EXERCISE TEXT
·····

# birds lost in the mail



## bigmalley (Dec 6, 2011)

I had birds shipped to me over 50Hrs ago and no one in the postal service can tell me where they are they were gauranteed dellivery for noon yesterday and not only are they not here but they cant be located ( by me or the usps).. there should be a shipping service strictly for live shipping!


----------



## Crazy Pete (Nov 13, 2008)

Thats nothin, bbcdon shiped me a bird on a Monday and on the folowing Thursday the called and said it was returned to him and on Friday I got another call that it was here. And they wonder why they are giong broke. The bird was in great shape when it finily arrived.
Dave


----------



## FT33 (Jan 27, 2005)

I had the same exact thing happen to me. They could not locate the birds anywhere.... I had to make several phone calls to finally find out what happened to the birds. They eventually made it three days later. Have to tried calling the post office from where they were shipped and the post office where they were supposed to arrive at? I imagine its the same everywhere but when shipping birds from where I live there is a special phone number the postal service has here that I call and they handle everything that has to do with bird shipping. Try giving them a call. I am trying to remember the reason why my birds didn't make it on time..... from what I remember the USPS uses other shipping companies sometimes to ship the birds like DHL, Fedex etc... at least that's what I was told by them. So when my birds where shipped I dropped them off at the post office and they transferred them to one of those other shipping services... well it ended up that the plane they were supposed to go on something happened I don't remember what so the reason they couldn't locate them was because they were in between shipping services and since they never made it on the plane they were never scanned as leaving the USPS or being accepted by the other shipping service and that is why it took forever for someone to finally locate them. One thing that is for though who ever shipped the birds will get their money back since the birds didn't arrive at the guaranteed time.

·····

ENTRIES SHOWN
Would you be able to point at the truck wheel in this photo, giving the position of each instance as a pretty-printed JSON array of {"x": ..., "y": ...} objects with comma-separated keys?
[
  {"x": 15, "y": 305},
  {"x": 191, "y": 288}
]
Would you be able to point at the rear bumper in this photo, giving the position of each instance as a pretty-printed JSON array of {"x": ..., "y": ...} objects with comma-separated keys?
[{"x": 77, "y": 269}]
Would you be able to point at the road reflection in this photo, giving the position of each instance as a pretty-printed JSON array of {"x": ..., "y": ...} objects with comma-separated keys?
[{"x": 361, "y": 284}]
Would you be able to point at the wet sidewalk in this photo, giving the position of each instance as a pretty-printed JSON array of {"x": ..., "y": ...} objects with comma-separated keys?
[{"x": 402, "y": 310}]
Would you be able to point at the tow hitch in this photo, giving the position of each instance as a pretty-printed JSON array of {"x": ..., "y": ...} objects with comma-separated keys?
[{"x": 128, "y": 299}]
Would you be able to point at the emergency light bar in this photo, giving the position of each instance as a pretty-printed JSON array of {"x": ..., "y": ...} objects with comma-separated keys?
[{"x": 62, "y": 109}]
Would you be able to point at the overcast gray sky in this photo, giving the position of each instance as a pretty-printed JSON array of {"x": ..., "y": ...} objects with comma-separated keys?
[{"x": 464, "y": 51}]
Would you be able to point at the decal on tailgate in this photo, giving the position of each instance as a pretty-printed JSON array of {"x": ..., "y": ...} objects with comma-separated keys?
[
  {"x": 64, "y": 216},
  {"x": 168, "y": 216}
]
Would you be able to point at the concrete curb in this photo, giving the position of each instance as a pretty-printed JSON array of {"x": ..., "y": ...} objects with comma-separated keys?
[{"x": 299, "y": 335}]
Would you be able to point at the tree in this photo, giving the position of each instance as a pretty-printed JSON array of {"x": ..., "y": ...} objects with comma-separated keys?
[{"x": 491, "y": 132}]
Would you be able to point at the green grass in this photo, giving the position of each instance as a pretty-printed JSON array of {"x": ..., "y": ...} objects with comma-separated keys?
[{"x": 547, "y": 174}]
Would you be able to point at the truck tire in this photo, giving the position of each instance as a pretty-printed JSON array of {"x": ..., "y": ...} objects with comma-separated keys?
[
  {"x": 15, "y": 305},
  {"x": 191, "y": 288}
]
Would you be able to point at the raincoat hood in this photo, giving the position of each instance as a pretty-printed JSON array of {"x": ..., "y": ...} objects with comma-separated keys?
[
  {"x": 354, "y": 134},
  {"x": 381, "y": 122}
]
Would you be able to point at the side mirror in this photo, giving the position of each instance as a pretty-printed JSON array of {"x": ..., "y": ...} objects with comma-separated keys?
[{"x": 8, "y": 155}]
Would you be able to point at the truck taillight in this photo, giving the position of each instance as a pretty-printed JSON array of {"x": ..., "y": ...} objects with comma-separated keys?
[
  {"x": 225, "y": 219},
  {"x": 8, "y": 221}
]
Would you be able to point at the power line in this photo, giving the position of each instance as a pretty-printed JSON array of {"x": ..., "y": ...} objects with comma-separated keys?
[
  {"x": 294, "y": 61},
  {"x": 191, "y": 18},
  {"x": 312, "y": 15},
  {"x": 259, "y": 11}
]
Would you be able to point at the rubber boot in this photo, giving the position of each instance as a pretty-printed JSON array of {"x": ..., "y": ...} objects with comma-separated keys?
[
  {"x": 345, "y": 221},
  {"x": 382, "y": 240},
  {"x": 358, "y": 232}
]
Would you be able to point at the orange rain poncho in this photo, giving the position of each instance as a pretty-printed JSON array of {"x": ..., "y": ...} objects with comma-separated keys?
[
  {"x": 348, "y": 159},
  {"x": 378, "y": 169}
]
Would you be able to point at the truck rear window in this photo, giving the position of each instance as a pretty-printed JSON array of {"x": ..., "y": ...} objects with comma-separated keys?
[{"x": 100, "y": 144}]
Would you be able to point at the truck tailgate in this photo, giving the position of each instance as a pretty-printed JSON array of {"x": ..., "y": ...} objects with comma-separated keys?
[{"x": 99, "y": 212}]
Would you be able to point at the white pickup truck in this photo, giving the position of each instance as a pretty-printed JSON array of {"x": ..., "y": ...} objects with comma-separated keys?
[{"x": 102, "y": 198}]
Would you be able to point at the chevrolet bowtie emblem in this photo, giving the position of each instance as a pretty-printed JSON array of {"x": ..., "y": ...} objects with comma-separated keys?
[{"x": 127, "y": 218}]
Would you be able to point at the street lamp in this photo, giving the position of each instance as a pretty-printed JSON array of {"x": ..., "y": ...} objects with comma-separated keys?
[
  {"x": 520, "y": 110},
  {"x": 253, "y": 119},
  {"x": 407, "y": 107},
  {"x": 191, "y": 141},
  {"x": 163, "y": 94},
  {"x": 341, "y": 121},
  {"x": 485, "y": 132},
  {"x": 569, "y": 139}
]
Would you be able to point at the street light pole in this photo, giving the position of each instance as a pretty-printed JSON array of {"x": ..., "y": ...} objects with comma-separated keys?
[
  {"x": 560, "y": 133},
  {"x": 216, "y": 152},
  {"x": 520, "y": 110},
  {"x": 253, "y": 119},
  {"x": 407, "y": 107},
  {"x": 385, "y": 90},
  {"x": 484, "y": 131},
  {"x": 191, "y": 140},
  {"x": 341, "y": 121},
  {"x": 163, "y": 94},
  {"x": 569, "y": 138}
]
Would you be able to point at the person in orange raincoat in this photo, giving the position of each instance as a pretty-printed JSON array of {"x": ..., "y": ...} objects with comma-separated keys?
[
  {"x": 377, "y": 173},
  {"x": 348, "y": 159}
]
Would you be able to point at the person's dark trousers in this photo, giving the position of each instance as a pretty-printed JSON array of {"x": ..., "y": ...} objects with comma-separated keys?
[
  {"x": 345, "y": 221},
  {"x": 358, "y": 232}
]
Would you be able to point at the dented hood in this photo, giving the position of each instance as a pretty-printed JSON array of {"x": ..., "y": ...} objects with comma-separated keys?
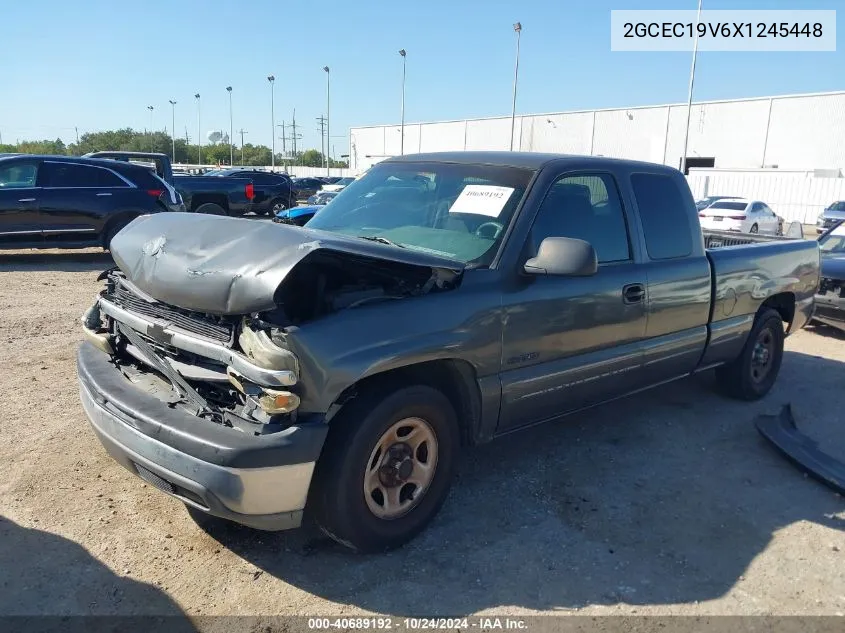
[{"x": 222, "y": 265}]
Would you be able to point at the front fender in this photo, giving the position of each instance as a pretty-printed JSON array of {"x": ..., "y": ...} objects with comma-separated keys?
[{"x": 339, "y": 351}]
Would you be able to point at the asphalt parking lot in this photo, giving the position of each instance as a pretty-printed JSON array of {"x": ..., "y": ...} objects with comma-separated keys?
[{"x": 666, "y": 503}]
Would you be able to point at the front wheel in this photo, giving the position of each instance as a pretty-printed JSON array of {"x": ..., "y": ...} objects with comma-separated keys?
[
  {"x": 387, "y": 468},
  {"x": 751, "y": 375}
]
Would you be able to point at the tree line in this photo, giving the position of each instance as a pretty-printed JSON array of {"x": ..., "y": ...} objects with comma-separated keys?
[{"x": 129, "y": 140}]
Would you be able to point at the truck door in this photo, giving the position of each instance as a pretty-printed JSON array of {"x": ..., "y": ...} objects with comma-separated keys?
[
  {"x": 19, "y": 198},
  {"x": 569, "y": 342},
  {"x": 678, "y": 273}
]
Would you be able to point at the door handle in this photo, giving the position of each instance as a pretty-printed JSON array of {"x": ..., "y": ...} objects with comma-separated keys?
[{"x": 633, "y": 293}]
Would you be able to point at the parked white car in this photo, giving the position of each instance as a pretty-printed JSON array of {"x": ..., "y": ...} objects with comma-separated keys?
[
  {"x": 745, "y": 216},
  {"x": 340, "y": 184}
]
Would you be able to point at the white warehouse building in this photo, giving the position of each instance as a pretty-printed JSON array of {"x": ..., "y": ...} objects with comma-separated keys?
[{"x": 787, "y": 150}]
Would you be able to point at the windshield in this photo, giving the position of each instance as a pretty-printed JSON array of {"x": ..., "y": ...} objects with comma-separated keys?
[
  {"x": 833, "y": 242},
  {"x": 451, "y": 210}
]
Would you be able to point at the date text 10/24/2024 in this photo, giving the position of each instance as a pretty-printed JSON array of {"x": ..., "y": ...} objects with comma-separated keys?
[
  {"x": 723, "y": 30},
  {"x": 413, "y": 624}
]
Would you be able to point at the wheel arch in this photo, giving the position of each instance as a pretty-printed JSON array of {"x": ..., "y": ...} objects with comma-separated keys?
[
  {"x": 203, "y": 198},
  {"x": 783, "y": 303},
  {"x": 456, "y": 378}
]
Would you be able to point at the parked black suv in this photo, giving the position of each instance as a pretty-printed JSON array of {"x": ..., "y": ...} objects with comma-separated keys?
[
  {"x": 69, "y": 202},
  {"x": 272, "y": 191},
  {"x": 304, "y": 188}
]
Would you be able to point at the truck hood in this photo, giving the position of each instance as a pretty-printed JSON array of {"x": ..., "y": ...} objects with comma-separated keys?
[{"x": 232, "y": 266}]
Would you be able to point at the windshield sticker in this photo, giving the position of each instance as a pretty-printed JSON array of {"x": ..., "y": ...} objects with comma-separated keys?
[{"x": 486, "y": 200}]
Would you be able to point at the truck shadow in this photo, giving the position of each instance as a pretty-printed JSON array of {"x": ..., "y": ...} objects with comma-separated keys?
[
  {"x": 42, "y": 574},
  {"x": 54, "y": 260},
  {"x": 664, "y": 498}
]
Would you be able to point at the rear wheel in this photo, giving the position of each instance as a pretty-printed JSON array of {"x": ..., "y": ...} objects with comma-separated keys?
[
  {"x": 387, "y": 468},
  {"x": 751, "y": 375},
  {"x": 210, "y": 208}
]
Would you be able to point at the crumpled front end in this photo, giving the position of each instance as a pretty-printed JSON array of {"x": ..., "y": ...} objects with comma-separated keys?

·····

TASK DETAILS
Continue the forum thread about birds lost in the mail, picking up after its final post.

ANSWER SECTION
----------



## bigmalley (Dec 6, 2011)

yea they told me that they scanned out and were put on a fed ex plane but nothing after that.


----------



## Birdman79 (Aug 9, 2007)

My last 2 shipments,i received the birds 48 hrs later.They charge express,but don't deliver as stated.They know that they're the only ones that ship birds,so they're ripping us off when they don't deliver on time but still charge for it.Last time i spoke to a supervisor on their 800 number(the post office refused to refund the money),she told me to find a different shipper,her knowing well that they're the only ones that ship.


----------



## bbcdon (Oct 16, 2007)

bigmalley said:


> I had birds shipped to me over 50Hrs ago and no one in the postal service can tell me where they are they were gauranteed dellivery for noon yesterday and not only are they not here but they cant be located ( by me or the usps).. there should be a shipping service strictly for live shipping!


Contact the regional office with which you made the arrangements for a reservation, and see if they can help you. The people I work with are great, and they had sort centers from the midwest telling where the bird was, and when he was leaving their facility.


----------



## ERIC K (Mar 29, 2010)

I shipped a bird and the Guaranteed Delivery was the 18th. the bird got to the address today and I went in the PO and got my shipping money refunded to me no questions asked.


----------



## red check 200 (Jul 3, 2011)

*Shipping Birds Through The Mail*

00000000000000000000000000000000000000000000


----------



## red check 200 (Jul 3, 2011)

*Shipping Birds Through The Mail*

You All Should Stop Complaining And Just Be Glad That The Post Office Is Willing To Ship Live Birds. If You Keep Beating On Them They Will Discontinue The Service All Together. Then We Will All Be Out Of Luck .. Just Remember This Is Life And Sh#t Happens . So Leave Well Enough Alone !!! Don't Be A Cry Baby!!!


----------



## Rafael/PR (Sep 8, 2008)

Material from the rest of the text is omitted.